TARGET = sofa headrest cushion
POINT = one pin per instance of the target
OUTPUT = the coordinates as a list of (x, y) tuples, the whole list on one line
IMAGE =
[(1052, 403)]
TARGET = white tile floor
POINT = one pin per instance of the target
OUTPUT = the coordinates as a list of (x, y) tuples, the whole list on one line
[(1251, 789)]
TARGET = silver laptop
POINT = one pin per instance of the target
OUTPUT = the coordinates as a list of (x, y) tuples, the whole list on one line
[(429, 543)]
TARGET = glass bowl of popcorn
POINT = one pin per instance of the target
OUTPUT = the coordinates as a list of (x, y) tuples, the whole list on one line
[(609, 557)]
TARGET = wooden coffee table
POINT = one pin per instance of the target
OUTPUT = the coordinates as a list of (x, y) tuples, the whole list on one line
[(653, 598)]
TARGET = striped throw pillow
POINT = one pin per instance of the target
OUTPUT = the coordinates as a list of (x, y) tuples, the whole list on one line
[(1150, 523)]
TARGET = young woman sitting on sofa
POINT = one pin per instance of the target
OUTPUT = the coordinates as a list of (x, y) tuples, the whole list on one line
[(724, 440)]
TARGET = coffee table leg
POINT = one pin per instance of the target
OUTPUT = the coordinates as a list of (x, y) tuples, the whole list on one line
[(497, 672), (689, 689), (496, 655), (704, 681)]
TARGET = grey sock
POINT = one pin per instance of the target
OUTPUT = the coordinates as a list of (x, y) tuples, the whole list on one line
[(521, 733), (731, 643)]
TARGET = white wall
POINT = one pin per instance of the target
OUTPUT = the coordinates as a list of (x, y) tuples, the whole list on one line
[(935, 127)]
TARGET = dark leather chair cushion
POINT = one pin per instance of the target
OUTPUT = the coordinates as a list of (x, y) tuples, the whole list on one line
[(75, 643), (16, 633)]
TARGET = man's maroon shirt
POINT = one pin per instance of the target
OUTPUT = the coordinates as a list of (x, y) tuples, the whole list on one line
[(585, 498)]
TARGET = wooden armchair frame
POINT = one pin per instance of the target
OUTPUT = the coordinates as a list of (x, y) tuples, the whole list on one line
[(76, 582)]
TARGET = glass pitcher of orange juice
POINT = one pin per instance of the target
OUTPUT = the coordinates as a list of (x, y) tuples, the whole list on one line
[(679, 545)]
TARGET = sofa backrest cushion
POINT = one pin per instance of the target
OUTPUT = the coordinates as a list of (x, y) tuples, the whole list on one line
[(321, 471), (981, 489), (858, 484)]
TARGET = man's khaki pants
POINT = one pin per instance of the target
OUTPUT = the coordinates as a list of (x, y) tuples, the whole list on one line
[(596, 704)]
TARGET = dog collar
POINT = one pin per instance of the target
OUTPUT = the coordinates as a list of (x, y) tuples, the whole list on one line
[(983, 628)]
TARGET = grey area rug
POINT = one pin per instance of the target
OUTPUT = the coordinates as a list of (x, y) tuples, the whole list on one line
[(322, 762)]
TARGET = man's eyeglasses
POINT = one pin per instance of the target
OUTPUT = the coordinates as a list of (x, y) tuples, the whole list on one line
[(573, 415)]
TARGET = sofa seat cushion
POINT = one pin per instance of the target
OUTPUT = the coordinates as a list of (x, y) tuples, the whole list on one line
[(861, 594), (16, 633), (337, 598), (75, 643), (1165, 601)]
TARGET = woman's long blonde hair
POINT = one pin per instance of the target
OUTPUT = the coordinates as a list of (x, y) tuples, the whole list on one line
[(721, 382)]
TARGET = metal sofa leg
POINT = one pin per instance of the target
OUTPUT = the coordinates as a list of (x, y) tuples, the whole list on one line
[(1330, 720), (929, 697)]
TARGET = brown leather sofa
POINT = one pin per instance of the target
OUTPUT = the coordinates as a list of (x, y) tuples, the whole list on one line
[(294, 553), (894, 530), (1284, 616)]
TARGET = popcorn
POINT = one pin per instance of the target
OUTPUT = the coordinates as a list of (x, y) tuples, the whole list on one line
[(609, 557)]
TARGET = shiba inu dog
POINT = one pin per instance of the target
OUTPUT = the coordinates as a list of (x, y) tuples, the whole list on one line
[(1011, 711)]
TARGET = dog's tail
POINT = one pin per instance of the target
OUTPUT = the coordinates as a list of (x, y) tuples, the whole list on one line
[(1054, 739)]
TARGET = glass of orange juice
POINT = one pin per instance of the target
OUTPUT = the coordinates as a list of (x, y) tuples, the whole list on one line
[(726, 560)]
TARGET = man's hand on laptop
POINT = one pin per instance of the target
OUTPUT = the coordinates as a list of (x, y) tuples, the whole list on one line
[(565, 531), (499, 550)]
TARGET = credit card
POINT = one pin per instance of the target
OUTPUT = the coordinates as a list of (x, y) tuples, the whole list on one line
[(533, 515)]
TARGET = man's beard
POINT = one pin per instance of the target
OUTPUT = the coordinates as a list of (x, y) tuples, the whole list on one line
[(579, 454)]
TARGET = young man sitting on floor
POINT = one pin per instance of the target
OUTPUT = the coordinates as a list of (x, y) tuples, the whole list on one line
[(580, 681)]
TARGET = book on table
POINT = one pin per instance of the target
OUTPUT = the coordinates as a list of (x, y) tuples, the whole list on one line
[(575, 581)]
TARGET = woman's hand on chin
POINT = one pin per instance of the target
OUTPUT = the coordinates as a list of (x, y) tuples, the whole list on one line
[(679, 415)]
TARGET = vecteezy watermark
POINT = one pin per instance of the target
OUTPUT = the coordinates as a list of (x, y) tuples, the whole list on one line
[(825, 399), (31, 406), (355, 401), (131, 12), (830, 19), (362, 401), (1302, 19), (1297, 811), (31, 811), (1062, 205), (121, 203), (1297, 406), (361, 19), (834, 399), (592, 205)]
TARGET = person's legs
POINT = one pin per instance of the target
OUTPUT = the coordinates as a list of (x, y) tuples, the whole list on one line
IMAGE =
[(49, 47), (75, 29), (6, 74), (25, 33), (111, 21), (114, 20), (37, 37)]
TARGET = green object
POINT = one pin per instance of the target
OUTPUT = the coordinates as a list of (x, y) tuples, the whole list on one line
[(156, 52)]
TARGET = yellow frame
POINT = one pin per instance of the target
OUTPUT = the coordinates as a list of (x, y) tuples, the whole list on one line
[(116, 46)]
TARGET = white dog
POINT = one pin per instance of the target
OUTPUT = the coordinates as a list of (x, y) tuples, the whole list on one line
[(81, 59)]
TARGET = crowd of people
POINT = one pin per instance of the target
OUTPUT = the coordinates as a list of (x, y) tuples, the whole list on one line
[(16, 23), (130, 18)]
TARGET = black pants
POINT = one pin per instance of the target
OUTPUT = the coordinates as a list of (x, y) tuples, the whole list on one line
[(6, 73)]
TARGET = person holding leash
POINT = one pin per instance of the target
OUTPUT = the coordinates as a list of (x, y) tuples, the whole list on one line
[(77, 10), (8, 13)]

* * * * * * * * *

* YOUR TASK
Reproduce the entire listing above, line for line, with no changes.

* WRITTEN REPLY
TARGET = sofa headrest cushion
POINT = one pin per instance of the target
OUTPUT = the coordinates as a list of (x, y) tuples, the whole list on one line
IMAGE =
[(1052, 403)]
TARGET = white tile floor
POINT = one pin per instance of the target
OUTPUT = the coordinates as a list of (x, y) tuples, the whole list on one line
[(1251, 789)]
TARGET = silver laptop
POINT = one pin per instance of the target
OUTPUT = the coordinates as a list of (x, y) tuples, the whole list on one line
[(429, 543)]
TARGET = glass bowl of popcorn
POINT = one pin per instance of the target
OUTPUT = the coordinates as a list of (x, y) tuples, the whole list on one line
[(609, 557)]
TARGET = wooden coffee table
POINT = one pin per instance of the target
OUTPUT = the coordinates as a list of (x, y) tuples, the whole list on one line
[(653, 598)]
TARGET = striped throw pillow
POINT = one pin per instance of the target
OUTPUT = the coordinates as a list of (x, y) tuples, the whole list on one line
[(1150, 523)]
TARGET = young woman sitting on sofa
POINT = one pin per instance of the target
OUTPUT = the coordinates as a list of (x, y) tuples, the whole list on one line
[(724, 440)]
TARGET = coffee table leg
POINT = one pin per instance of the target
OUTPUT = the coordinates as a list of (x, y) tuples, the whole list on one line
[(497, 672), (689, 689), (496, 655), (704, 681)]
TARGET = grey sock
POINT = one pin per instance of the target
OUTPUT = the coordinates as a list of (x, y) tuples, the whole list on one line
[(521, 733), (731, 643)]
TARGET = white wall
POINT = one pin per instance of the target
OUTPUT = the coordinates as a list of (x, y) tuples, the whole list on one line
[(935, 127)]
TARGET = dark leather chair cushion
POINT = one pin per instance of the target
OUTPUT = the coordinates as a list of (x, y) tuples, the whole list on one line
[(75, 643), (16, 633)]
TARGET = man's maroon shirt
POINT = one pin per instance of the target
OUTPUT = the coordinates as a list of (x, y) tuples, the whole list on one line
[(585, 498)]
TARGET = wooden armchair frame
POINT = one pin per instance of the target
OUTPUT = the coordinates as a list of (x, y) tuples, the whole list on one line
[(76, 582)]
TARGET = glass pitcher of orange juice
POINT = one pin per instance of the target
OUTPUT = the coordinates as a list of (x, y) tuples, the whole list on one line
[(679, 545)]
TARGET = sofa backrest cushion
POINT = one pin per instance of the target
OUTPUT = the coordinates as a list of (x, y) tuples, the whole list on one line
[(321, 471), (981, 489), (858, 484)]
TARGET = man's khaki pants
POINT = one pin per instance of the target
OUTPUT = the coordinates as a list of (x, y) tuples, the whole list on one line
[(596, 704)]
TARGET = dog collar
POINT = one pin per instance of the target
OUTPUT = the coordinates as a list of (x, y) tuples, the whole list on one line
[(983, 628)]
TARGET = grey area rug
POINT = one pin per instance of the target
OUTPUT = the coordinates as a list of (x, y) tuples, the whole list on one line
[(322, 762)]
TARGET = man's eyeglasses
POINT = one pin per instance of the target
OUTPUT = the coordinates as a list of (x, y) tuples, the whole list on one line
[(573, 415)]
TARGET = sofa seat cushion
POINT = one pin per instance of the target
OUTPUT = the coordinates as a list of (x, y) tuples, the whole list on one line
[(861, 594), (16, 633), (337, 598), (75, 643), (1165, 601)]
TARGET = woman's long blonde hair
POINT = one pin per instance of the target
OUTPUT = the coordinates as a list of (x, y) tuples, the whole list on one line
[(721, 382)]
TARGET = metal sofa leg
POINT = one pin per instance of the target
OUTPUT = the coordinates as a list of (x, y) tuples, the whole list on one line
[(1330, 720), (929, 697)]
TARGET = brown leather sofa
POINT = one pin per instance of the target
OUTPUT = the coordinates as a list of (x, y) tuples, the whole list on one line
[(294, 553), (894, 530), (1284, 616)]
TARGET = popcorn
POINT = one pin per instance of the target
OUTPUT = the coordinates as a list of (x, y) tuples, the whole list on one line
[(609, 557)]
TARGET = shiba inu dog
POINT = one pin per instance of the target
OUTPUT = the coordinates as a list of (x, y) tuples, the whole list on one line
[(1011, 711)]
TARGET = dog's tail
POINT = one pin per instance of the target
OUTPUT = the coordinates as a list of (x, y) tuples, the whole list on one line
[(1054, 739)]
TARGET = glass of orange juice
POINT = one pin per instance of the target
OUTPUT = the coordinates as a list of (x, y) tuples, the whole list on one line
[(726, 560)]
TARGET = man's hand on laptop
POINT = one pin per instance of the target
OUTPUT = the coordinates as a list of (x, y) tuples, the whole list on one line
[(565, 531), (499, 550)]
TARGET = credit card
POINT = one pin per instance of the target
OUTPUT = the coordinates as a list of (x, y) tuples, the whole list on one line
[(533, 515)]
TARGET = man's beard
POINT = one pin per instance of the target
OUTPUT = the coordinates as a list of (x, y) tuples, the whole list on one line
[(579, 454)]
TARGET = young man sitting on floor
POINT = one pin per instance of the target
OUTPUT = the coordinates as a list of (x, y) tuples, the whole list on one line
[(580, 681)]
TARGET = book on table
POINT = one pin per instance of the target
OUTPUT = the coordinates as a list of (x, y) tuples, the whole list on one line
[(575, 581)]
TARGET = woman's hand on chin
POINT = one pin per instance of the target
OUTPUT = the coordinates as a list of (x, y) tuples, the whole list on one line
[(679, 415)]
TARGET = vecteezy watermark
POINT = one pin per instance of the target
OUTPUT = the coordinates as a list of (x, y) tuples, the whole list on one line
[(825, 399), (31, 406), (355, 401), (131, 12), (830, 19), (362, 401), (1302, 19), (1297, 811), (31, 811), (1062, 205), (121, 203), (1297, 406), (361, 19), (834, 399), (592, 205)]
TARGET = person's legs
POINT = one pin per instance of the target
OUTPUT = the coordinates as a list of (x, y) tuples, the whole list on one line
IMAGE =
[(49, 47), (75, 29), (6, 74), (25, 33), (111, 21), (114, 20), (37, 37)]
TARGET = green object
POINT = one pin per instance of the target
OUTPUT = the coordinates as a list of (x, y) tuples, the whole list on one line
[(156, 52)]
TARGET = yellow frame
POINT = one pin per instance of the target
OUTPUT = the coordinates as a list of (x, y) tuples, the whole list on one line
[(116, 46)]
TARGET = white dog
POINT = one pin per instance of the target
OUTPUT = the coordinates as a list of (x, y) tuples, the whole list on one line
[(81, 59)]
TARGET = crowd of people
POINT = one pin per instance of the target
OUTPUT = the coordinates as a list of (x, y) tuples, the whole list on one line
[(16, 23), (130, 18)]
TARGET = black pants
POINT = one pin per instance of the target
OUTPUT = the coordinates as a list of (x, y) tuples, the whole list on one line
[(6, 73)]
TARGET = person holding leash
POINT = one pin per instance of the target
OUTPUT = the coordinates as a list of (x, y) tuples, the whole list on one line
[(77, 10), (8, 13)]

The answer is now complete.